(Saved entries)
"""

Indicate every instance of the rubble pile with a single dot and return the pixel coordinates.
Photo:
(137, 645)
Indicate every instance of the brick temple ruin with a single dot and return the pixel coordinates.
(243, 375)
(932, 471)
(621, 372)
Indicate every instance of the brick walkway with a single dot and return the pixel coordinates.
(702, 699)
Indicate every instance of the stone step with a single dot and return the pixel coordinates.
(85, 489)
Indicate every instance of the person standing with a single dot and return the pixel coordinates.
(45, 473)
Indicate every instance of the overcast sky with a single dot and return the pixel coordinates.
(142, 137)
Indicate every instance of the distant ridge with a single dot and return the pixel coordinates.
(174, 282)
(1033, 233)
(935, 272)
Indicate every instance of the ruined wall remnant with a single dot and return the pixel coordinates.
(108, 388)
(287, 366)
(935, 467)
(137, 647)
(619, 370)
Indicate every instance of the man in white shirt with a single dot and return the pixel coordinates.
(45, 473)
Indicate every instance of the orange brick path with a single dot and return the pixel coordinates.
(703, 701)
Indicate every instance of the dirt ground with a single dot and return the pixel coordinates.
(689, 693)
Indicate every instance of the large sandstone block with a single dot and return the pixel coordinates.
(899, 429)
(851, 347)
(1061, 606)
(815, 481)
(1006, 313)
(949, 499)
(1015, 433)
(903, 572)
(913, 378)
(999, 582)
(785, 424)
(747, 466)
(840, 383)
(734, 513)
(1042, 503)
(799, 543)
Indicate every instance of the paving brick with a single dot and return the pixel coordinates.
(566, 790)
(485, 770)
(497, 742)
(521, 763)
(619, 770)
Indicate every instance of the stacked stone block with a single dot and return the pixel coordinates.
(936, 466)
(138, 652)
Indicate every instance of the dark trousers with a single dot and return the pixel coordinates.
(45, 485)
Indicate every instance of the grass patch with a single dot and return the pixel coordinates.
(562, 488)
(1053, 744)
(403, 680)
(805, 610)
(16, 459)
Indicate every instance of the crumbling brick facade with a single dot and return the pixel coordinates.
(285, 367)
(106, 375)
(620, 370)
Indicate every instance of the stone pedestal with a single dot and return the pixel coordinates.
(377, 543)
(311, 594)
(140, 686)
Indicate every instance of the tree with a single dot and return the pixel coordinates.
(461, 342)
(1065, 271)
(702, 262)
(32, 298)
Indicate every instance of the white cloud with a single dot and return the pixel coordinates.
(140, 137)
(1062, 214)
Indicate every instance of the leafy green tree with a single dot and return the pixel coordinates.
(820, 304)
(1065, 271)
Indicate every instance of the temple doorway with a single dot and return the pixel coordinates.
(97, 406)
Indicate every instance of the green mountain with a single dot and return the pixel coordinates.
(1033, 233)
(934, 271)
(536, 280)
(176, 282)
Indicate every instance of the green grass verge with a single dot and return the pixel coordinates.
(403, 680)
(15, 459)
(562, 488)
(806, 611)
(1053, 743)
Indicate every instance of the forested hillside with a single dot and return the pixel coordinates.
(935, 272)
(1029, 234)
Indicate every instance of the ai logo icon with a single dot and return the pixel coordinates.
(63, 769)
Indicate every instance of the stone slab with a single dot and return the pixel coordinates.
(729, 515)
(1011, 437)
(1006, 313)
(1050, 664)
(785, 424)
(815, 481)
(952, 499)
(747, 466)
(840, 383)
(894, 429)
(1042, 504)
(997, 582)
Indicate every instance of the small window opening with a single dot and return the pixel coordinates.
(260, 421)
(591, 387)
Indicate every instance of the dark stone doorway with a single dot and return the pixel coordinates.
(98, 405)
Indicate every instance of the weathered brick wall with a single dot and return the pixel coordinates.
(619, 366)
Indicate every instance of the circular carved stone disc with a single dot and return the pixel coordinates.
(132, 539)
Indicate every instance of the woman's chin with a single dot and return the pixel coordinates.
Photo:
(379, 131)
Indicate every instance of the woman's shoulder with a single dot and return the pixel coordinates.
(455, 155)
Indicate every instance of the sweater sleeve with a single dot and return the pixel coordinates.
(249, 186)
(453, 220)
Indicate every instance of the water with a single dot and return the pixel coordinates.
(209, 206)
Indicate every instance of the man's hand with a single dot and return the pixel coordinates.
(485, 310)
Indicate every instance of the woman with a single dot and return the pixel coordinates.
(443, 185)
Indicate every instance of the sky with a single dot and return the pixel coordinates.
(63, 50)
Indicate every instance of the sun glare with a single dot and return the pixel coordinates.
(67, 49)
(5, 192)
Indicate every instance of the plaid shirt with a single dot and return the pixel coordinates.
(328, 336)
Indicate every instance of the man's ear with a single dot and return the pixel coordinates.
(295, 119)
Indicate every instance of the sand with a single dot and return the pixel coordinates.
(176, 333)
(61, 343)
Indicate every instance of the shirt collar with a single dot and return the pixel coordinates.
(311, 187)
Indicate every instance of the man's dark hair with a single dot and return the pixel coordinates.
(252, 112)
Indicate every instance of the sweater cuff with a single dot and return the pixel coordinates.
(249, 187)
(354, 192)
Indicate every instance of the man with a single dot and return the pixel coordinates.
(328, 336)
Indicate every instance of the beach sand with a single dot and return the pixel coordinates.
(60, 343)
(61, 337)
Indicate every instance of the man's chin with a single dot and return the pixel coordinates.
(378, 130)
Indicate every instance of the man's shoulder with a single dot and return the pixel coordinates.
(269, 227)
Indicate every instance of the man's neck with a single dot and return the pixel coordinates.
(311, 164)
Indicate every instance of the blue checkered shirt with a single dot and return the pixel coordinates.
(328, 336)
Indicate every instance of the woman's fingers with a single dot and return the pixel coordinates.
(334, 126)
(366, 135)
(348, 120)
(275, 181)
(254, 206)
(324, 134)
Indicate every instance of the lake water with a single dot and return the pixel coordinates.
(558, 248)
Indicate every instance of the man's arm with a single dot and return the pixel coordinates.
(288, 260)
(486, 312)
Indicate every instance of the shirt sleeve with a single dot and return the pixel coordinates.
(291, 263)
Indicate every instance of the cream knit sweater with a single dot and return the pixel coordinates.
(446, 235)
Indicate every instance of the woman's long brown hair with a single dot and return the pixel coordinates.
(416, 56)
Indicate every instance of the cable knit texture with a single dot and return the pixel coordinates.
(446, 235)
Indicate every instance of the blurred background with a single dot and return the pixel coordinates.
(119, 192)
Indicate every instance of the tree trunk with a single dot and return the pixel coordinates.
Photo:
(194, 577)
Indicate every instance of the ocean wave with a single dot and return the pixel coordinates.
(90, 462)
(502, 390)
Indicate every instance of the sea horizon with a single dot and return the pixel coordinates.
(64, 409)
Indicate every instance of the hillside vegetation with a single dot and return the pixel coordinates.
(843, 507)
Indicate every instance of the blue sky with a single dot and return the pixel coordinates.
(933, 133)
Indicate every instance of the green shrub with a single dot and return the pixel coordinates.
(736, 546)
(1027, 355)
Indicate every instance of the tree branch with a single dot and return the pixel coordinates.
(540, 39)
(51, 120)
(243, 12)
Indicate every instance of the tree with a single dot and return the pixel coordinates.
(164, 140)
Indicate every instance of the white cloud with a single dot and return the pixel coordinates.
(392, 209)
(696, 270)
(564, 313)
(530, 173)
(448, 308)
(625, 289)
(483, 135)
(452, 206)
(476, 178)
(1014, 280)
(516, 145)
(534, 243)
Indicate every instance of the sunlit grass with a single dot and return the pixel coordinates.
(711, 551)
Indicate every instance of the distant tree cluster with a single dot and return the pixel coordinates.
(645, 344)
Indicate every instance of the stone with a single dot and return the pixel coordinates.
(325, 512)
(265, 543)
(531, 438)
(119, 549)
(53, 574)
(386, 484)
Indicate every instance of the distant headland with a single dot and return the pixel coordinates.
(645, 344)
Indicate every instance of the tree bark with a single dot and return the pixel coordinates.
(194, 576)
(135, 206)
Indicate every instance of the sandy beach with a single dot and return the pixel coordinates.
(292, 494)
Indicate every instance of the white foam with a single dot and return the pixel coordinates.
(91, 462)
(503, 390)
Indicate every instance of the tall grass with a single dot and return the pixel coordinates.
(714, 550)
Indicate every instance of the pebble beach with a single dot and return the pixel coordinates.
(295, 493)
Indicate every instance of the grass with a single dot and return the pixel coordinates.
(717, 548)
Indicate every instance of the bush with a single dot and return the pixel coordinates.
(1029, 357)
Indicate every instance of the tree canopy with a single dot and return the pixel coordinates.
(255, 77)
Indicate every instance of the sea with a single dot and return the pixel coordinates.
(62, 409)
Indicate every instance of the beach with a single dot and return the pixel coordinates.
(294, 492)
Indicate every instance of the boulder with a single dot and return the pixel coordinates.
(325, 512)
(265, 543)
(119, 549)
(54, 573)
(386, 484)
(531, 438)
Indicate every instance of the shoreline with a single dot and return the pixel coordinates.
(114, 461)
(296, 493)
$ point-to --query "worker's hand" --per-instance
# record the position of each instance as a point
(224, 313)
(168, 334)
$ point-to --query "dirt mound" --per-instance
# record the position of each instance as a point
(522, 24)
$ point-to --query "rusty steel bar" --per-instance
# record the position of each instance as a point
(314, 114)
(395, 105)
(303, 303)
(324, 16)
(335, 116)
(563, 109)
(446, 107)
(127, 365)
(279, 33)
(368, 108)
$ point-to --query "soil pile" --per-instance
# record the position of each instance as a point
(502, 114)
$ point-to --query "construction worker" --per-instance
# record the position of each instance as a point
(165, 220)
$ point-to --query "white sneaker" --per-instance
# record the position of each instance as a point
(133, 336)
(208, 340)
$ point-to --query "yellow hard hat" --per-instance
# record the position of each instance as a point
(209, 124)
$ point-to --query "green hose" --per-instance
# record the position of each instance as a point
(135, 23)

"""

Return every line of the material above that contains the string "woman". Case counts.

-- Written solution --
Indicate every instance of the woman's chin with a single dot and return the pixel coordinates.
Indicate every instance of the woman's shoulder with a single dot and return the pixel coordinates.
Indicate every instance of the woman with a single dot and return the pixel coordinates.
Indicate every instance of the woman's fingers with a single dot and return the pixel coordinates.
Indicate every instance of the woman's long brown hair with a single dot and return the pixel coordinates.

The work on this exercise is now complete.